--- Task goal ---
Convert all of the material below into a numbered list, with one item per line and no blank lines.

--- Material for this task ---

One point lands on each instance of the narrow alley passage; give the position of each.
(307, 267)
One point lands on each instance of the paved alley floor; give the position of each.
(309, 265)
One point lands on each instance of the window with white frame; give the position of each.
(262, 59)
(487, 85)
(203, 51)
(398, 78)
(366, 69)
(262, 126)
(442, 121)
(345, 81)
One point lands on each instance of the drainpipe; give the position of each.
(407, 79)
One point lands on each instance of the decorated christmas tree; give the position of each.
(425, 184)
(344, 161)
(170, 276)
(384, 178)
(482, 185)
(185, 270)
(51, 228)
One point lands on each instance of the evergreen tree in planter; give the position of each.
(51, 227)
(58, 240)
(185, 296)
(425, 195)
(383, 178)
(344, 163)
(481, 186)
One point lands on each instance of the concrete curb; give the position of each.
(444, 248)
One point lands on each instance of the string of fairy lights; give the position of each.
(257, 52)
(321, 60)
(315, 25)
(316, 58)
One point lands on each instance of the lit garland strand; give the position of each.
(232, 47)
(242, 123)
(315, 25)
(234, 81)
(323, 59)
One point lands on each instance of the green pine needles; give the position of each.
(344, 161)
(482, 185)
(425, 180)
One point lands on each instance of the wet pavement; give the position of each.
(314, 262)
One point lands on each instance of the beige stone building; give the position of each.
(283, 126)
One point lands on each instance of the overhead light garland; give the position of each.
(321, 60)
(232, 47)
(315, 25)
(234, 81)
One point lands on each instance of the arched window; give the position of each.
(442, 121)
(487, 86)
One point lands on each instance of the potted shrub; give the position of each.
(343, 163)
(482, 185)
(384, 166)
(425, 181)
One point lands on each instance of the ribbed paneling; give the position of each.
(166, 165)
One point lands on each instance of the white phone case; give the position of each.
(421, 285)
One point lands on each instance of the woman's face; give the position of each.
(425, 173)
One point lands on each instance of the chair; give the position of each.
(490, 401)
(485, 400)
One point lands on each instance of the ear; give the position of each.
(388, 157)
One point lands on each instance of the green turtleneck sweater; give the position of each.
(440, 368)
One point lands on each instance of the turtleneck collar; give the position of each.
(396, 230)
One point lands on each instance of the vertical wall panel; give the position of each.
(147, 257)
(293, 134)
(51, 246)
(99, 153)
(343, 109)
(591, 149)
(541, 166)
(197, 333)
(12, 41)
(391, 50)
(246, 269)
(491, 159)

--- Completed task ---
1. One point lands on each instance of the narrow alley passage; give the position of each.
2. (307, 267)
3. One point lands on each instance of the paved alley floor; give the position of each.
4. (309, 265)
5. One point lands on each instance of the window with white frame; give the position of each.
6. (262, 59)
7. (487, 85)
8. (203, 51)
9. (398, 78)
10. (366, 69)
11. (262, 126)
12. (442, 121)
13. (345, 81)
14. One point lands on each instance of the drainpipe; give the position of each.
15. (407, 79)
16. One point lands on each instance of the decorated christmas tree; give the position of each.
17. (425, 184)
18. (344, 161)
19. (170, 276)
20. (384, 178)
21. (482, 185)
22. (185, 270)
23. (51, 228)
24. One point lands on each instance of the evergreen tree in planter; give the position of each.
25. (51, 227)
26. (58, 240)
27. (185, 296)
28. (425, 195)
29. (383, 178)
30. (344, 163)
31. (481, 186)
32. One point lands on each instance of the concrete curb; give the position of each.
33. (444, 248)
34. One point lands on each instance of the string of fairy lights; give the position of each.
35. (257, 52)
36. (321, 60)
37. (315, 25)
38. (316, 58)
39. One point lands on each instance of the lit garland strand; give the position of each.
40. (232, 47)
41. (242, 123)
42. (315, 25)
43. (234, 81)
44. (323, 59)
45. One point lands on each instance of the green pine needles; give the position of each.
46. (344, 161)
47. (482, 185)
48. (425, 180)
49. One point lands on each instance of the wet pavement; give the position of each.
50. (314, 262)
51. One point lands on each instance of the beige stone building; give the position of each.
52. (283, 126)
53. One point lands on each instance of the overhead light garland; give the position of each.
54. (321, 60)
55. (232, 47)
56. (315, 25)
57. (234, 81)
58. One point lands on each instance of the arched window; give the position of each.
59. (442, 121)
60. (487, 86)
61. One point lands on each instance of the potted shrub; give the position of each.
62. (343, 163)
63. (482, 185)
64. (384, 166)
65. (425, 181)
66. One point lands on each instance of the ribbed paneling; give the position of each.
67. (166, 165)
68. One point lands on each instance of the white phone case; give the position of each.
69. (421, 285)
70. One point lands on each instance of the woman's face; give the position of each.
71. (425, 173)
72. One point lands on each instance of the chair; give the position of each.
73. (490, 401)
74. (485, 400)
75. One point lands on each instance of the ear; give the position of each.
76. (388, 157)
77. One point lands on each instance of the green turtleneck sweater; give the position of each.
78. (440, 368)
79. One point lands on each instance of the turtleneck collar; give the position of each.
80. (396, 230)
81. One point lands on each instance of the vertical wall panel; give the position of each.
82. (147, 257)
83. (293, 134)
84. (51, 246)
85. (99, 153)
86. (343, 109)
87. (591, 149)
88. (541, 166)
89. (197, 333)
90. (12, 41)
91. (391, 50)
92. (246, 269)
93. (491, 159)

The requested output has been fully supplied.